■ **Data listing**
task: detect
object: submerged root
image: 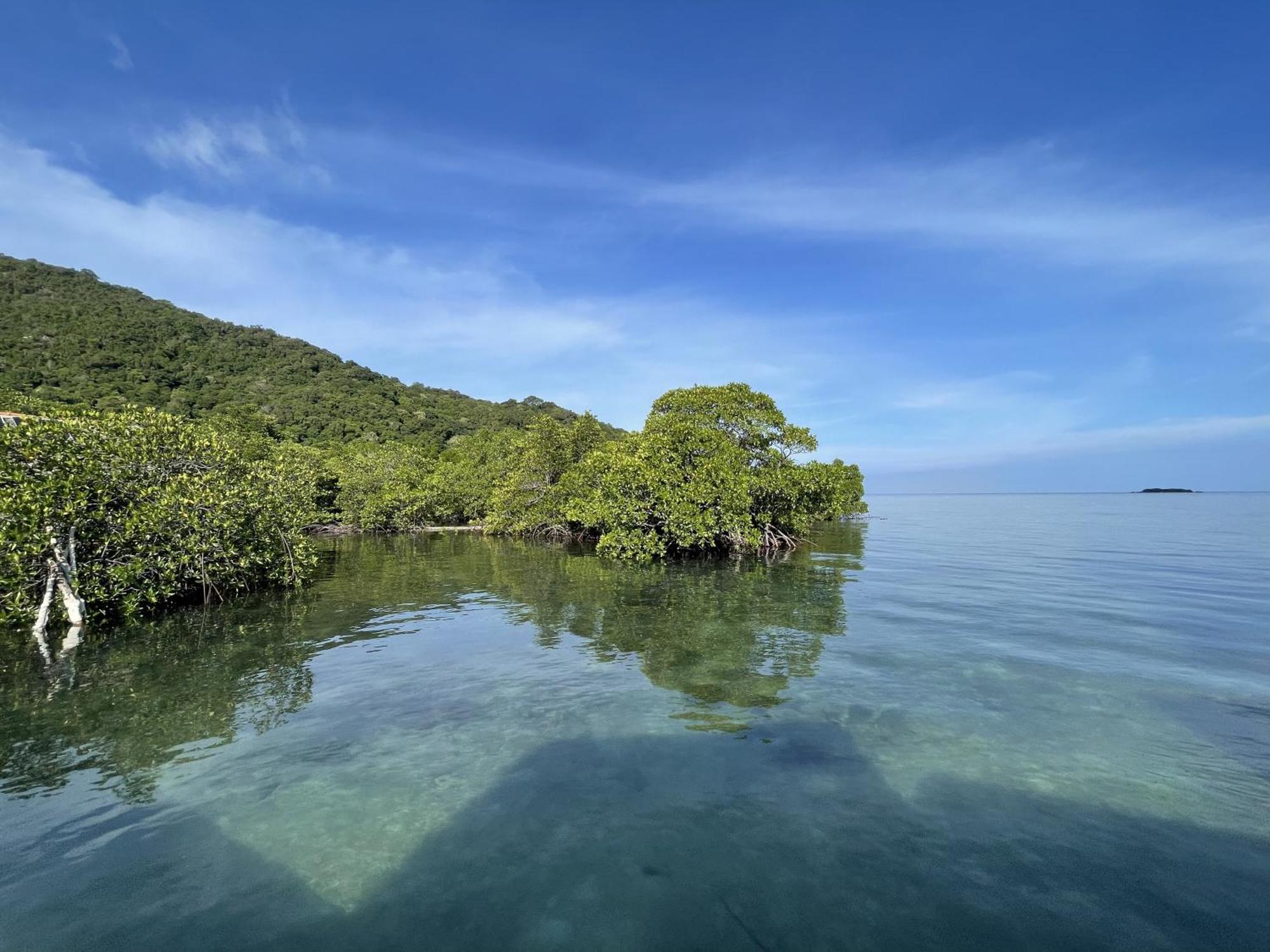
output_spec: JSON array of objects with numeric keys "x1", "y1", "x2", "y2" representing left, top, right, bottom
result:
[{"x1": 758, "y1": 523, "x2": 806, "y2": 552}]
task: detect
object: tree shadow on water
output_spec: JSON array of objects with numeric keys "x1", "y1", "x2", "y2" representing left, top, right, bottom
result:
[
  {"x1": 10, "y1": 722, "x2": 1270, "y2": 952},
  {"x1": 297, "y1": 724, "x2": 1270, "y2": 952}
]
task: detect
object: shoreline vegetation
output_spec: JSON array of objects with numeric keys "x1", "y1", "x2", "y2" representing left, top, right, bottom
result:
[{"x1": 0, "y1": 383, "x2": 867, "y2": 630}]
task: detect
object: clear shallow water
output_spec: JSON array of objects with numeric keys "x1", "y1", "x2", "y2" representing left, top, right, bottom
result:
[{"x1": 0, "y1": 494, "x2": 1270, "y2": 952}]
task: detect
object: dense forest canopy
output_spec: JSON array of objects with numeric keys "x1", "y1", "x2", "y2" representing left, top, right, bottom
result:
[
  {"x1": 0, "y1": 255, "x2": 602, "y2": 449},
  {"x1": 0, "y1": 256, "x2": 867, "y2": 632}
]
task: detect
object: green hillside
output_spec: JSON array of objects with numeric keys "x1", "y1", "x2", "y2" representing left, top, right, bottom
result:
[{"x1": 0, "y1": 255, "x2": 594, "y2": 446}]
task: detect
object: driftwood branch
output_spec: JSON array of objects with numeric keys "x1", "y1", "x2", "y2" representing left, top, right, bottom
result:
[
  {"x1": 30, "y1": 526, "x2": 88, "y2": 661},
  {"x1": 30, "y1": 559, "x2": 57, "y2": 661}
]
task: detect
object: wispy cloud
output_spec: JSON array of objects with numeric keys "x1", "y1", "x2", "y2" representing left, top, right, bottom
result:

■ **Work to do**
From the entries above, please pick out every line containing the word "water", matching case exactly.

■ **Full response**
object: tree shadow on water
object: clear shallow water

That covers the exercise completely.